» WORK REQUEST:
As you reproduce every line below, keep it exactly as written and leave out the images.

::::

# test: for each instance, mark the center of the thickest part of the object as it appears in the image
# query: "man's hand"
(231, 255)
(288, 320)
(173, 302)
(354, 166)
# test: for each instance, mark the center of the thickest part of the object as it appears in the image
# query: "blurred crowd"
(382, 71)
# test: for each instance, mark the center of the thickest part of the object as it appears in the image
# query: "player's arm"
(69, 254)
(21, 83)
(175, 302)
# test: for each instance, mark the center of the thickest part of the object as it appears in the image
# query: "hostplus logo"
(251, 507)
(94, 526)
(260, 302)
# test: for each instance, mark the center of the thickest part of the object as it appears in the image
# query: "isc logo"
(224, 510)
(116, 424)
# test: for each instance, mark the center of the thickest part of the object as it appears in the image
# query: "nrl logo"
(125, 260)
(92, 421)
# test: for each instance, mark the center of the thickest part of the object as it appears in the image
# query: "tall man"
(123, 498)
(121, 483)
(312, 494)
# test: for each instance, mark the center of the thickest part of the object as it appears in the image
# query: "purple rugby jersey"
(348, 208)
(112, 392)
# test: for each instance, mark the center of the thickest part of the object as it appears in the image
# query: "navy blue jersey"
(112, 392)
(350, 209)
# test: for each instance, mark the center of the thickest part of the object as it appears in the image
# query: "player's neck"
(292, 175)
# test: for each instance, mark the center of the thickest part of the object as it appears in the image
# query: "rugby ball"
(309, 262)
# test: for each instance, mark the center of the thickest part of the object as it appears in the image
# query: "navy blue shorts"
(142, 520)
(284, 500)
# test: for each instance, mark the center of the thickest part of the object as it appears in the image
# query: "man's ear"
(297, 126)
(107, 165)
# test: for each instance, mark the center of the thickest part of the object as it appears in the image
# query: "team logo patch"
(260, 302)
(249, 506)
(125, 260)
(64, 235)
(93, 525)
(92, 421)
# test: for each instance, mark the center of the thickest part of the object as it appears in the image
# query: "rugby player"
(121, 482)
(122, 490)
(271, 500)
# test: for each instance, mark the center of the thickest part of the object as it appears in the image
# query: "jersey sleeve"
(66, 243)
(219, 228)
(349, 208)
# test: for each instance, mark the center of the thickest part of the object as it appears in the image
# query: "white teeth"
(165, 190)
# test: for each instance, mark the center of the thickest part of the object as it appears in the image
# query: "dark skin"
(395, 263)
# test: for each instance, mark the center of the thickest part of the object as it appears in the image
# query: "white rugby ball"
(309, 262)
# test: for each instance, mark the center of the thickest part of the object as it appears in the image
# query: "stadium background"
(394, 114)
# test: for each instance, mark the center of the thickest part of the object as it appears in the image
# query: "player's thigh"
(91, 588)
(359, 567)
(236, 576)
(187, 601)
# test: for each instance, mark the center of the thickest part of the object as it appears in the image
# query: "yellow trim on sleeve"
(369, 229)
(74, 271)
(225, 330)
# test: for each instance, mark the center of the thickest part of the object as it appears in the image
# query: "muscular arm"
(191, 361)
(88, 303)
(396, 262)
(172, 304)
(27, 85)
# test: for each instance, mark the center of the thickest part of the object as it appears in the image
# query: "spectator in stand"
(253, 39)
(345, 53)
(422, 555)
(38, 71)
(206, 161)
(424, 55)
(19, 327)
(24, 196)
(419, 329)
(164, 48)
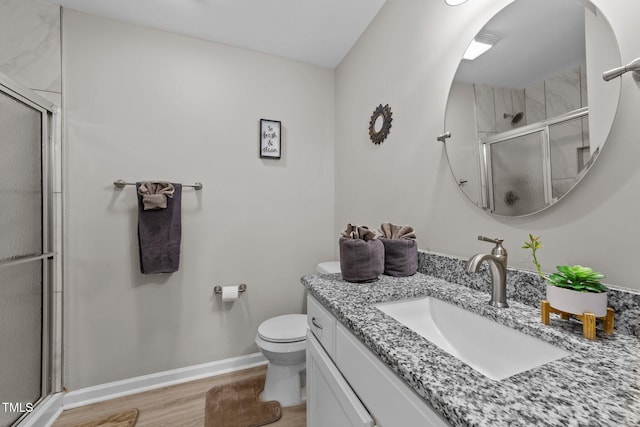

::::

» RESPONSE:
# test: for each instance, mark the center of the thickest part of the object as it appears in the image
# query: "man's hand"
(231, 255)
(288, 320)
(173, 302)
(354, 166)
# test: for each instance, mark the center of the thickest part of the object as it appears in the image
# query: "blurred crowd"
(382, 71)
# test: for each instance, mark the center of the thickest part of the object as it appears in the image
# query: "player's arm"
(69, 254)
(21, 83)
(175, 302)
# test: for each instance, mark the center of the thickest part of the object as it appears in the image
# query: "hostplus logo"
(251, 507)
(94, 526)
(260, 302)
# test: for each instance, mark the center of the thickest part of the object as it appears in the image
# query: "isc logo"
(224, 510)
(116, 424)
# test: for each instance, mark the center of the thickest part of the object as it appears in the image
# query: "nrl logo"
(125, 260)
(92, 421)
# test: for each instance, mark the center of the thickest part of the object as it appears in the image
# query: "tall man"
(123, 498)
(121, 483)
(312, 494)
# test: for each instance, mark the center of the thickest part of the object as it appears in the image
# query: "purple rugby jersey"
(348, 208)
(112, 392)
# test: for each instance, mark the center of the thickest part of the object as it appears in the image
# query: "navy blue jersey"
(112, 392)
(350, 209)
# test: for each instance, mark the center of the thickest part of the object as it appears in the image
# query: "player's neck"
(292, 175)
# test: for each instance, mark the center of the thickest part of the object as it appears in the image
# query: "rugby ball"
(309, 262)
# test: for each instance, mark the center of the thickest part of the object as it appears in the image
# query: "navy blue shorts"
(142, 520)
(284, 500)
# test: for each instance, mark the center of the thickest part of the object as it appears in the image
# query: "man's ear"
(297, 126)
(107, 165)
# test: for each instance, mark the center of the thickest part of the object as it appears in the image
# query: "team logo patch"
(260, 302)
(249, 506)
(125, 260)
(64, 235)
(93, 525)
(92, 421)
# test: for each instance, mark the center of the thickest part of the object as it appears in the image
# query: "rugby player"
(121, 482)
(122, 490)
(271, 500)
# test: for each instance, mark the center of the thickest part of the object as it appears in the image
# query: "jersey sleeve"
(66, 243)
(219, 228)
(349, 208)
# test: for each instance, mark the center of the thickest part of the object as it appears in the image
# query: "white teeth"
(165, 190)
# test: for each instance, mark the center of the thickest part of the object as it appears in the image
# query: "dark skin"
(395, 263)
# test: for each instance, mark the center of the thickest part of the object as it appears in the image
# query: "white rugby ball"
(309, 262)
# test: for each instance, mark the center of the thickest part of the object as it appears in the image
# query: "stadium background"
(394, 114)
# test: for each instance, mark the center of the thickest part of the object as it appears in the image
# query: "player's thigh"
(91, 588)
(359, 567)
(236, 576)
(187, 601)
# test: for each instance, mark the center of the thickest part of the object as it appears in the image
# query: "yellow trim on sleeve"
(369, 229)
(74, 271)
(225, 330)
# test: for each instance, mark the center of the thickest part of the object as it appears in the image
# query: "muscular arm"
(191, 361)
(88, 303)
(396, 262)
(172, 304)
(27, 85)
# test: for each instance, mark the center of the thickest part of the object as it appears in the image
# query: "spectator in stand"
(253, 39)
(345, 53)
(422, 555)
(38, 71)
(206, 161)
(424, 55)
(19, 327)
(24, 196)
(419, 329)
(164, 48)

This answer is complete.